(Problems to solve)
- a) Copy the passage on William Becknell word for word, starting with "Jane Becknell died" and going on through "the family there.".
- b) In the passage on William Becknell, whom did he marry in January 1817?
- c) Continue the account of William Becknell's life from its last sentence.

(Passage to read)
William Alexander Becknell was born in the Rockfish Creek area of Amherst County, Virginia to parents Micajah and Pheby (Landrum) Becknell. Conflicting sources say his year of birth was 1787 or 1788. Young Becknell's father and grandfather were veterans of the American Revolution, as were two uncles who died in the war.

Becknell married Jane Trusler in 1807 in Virginia. In 1810 the young family migrated to the new Missouri Territory, homesteading west of present-day St. Charles. During the War of 1812, Becknell served in the United States Mounted Rangers under Captain Daniel Morgan Boone, a son of the famed explorer. He participated in several engagements, including the Battle of Credit Island and the defense of Fort Clemson, near St. Louis. In the latter engagement, he took control of the defense after senior officers fell. For this he was promoted to the rank of captain, and was long known as Captain Becknell. Following his discharge from Federal service in June 1815, Becknell moved west to the area known as the Boonslick in central Missouri along the Missouri River.

Jane Becknell died of unknown circumstance, possibly in childbirth, around the time of her husband's military discharge. In January 1817 the widower married again, to Mary Cribb. According to U.S. Census Bureau records, Becknell was the father of at least five children in total: Mary Jane born in 1815, John Calhoun born in 1817, William Alexander Jr. also born in 1817, Lucy born in 1818, and Cornelia born in 1827. Becknell supported his family by working as a ferryman on the Missouri river and by managing the Boone's Lick Salt Works. In early 1820 he purchased 180 acres in Howard County, Missouri and moved the family there.

==Trailblazer==
In 1821 Becknell faced substantial debt. He had bought out the Boone family interest in the salt works around 1818. In 1820 he ran unsuccessfully for the Missouri Legislature, having borrowed money to finance the campaign. The Panic of 1819 took its toll on his business activities by limiting the amount of credit and hard currency available. Owing creditors more than $1,200 ($20,000 in today's money), Becknell was briefly jailed until a friend posted bail. The judge in the case gave Becknell until early 1822 to pay his creditors or face more jail time.

(Dataset records)
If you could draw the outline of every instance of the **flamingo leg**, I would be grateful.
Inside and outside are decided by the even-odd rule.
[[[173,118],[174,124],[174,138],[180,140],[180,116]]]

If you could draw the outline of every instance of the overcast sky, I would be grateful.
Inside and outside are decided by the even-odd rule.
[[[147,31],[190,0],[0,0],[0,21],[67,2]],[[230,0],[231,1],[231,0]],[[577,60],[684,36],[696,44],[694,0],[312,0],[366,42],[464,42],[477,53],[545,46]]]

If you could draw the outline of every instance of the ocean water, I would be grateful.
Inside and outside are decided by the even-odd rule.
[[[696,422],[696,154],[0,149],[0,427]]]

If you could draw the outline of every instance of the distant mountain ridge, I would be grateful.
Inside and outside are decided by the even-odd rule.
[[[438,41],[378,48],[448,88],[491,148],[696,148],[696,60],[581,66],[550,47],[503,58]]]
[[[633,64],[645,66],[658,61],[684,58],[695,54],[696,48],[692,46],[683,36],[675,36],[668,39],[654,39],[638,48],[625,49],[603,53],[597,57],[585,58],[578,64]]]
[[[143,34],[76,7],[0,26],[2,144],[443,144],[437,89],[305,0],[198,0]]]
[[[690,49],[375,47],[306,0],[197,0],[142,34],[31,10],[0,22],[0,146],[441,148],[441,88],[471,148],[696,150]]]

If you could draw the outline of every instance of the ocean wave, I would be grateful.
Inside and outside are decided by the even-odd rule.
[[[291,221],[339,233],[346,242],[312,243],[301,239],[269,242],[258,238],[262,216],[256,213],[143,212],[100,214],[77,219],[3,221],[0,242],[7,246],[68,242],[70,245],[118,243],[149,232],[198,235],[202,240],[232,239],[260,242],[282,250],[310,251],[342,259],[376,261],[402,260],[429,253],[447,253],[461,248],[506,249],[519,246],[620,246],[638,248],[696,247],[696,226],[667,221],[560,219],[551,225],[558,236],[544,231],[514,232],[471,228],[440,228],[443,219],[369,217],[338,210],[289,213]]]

(Expected results)
- a)
Jane Becknell died of unknown circumstance, possibly in childbirth, around the time of her husband's military discharge. In January 1817 the widower married again, to Mary Cribb. According to U.S. Census Bureau records, Becknell was the father of at least five children in total: Mary Jane born in 1815, John Calhoun born in 1817, William Alexander Jr. also born in 1817, Lucy born in 1818, and Cornelia born in 1827. Becknell supported his family by working as a ferryman on the Missouri river and by managing the Boone's Lick Salt Works. In early 1820 he purchased 180 acres in Howard County, Missouri and moved the family there.

- b) Mary Cribb

- c)
Under pressure, Becknell left Franklin in September 1821 on an extended trading trip, including hunting and trapping for furs, as the fur trade was still lucrative. He bought $300 worth of trade goods for his trip. According to an advertisement Becknell placed in the Missouri Intelligencer newspaper, his intent was "trading for horses and mules and catching wild animals of every description." Becknell and his group were not the only ones searching for a convenient trade route to Santa Fe, but that fall they were the first to reach the city, in mid-November 1821. Becknell's timing was near perfect.

Mexico had recently become independent of Spain. It lifted the ban against trade with outsiders. French colonists from St. Louis had traded with Santa Fe when both were still under Spanish rule before the Louisiana Purchase. The Chouteau brothers of St. Louis had been given a monopoly with the Spanish for trade in Santa Fe, and this trade contributed greatly to the wealth of the city on the Mississippi River.

The people of Santa Fe were eager for the variety of goods which Becknell offered from his string of pack horses. They were willing to pay high prices: some cotton cloth and calico brought the then-unheard of sum of three dollars a yard. After a month of trading, Becknell and his party left Santa Fe on December 13 with their saddlebags overflowing with silver. His investment of $300 in trading goods had returned approximately $6000 in coin.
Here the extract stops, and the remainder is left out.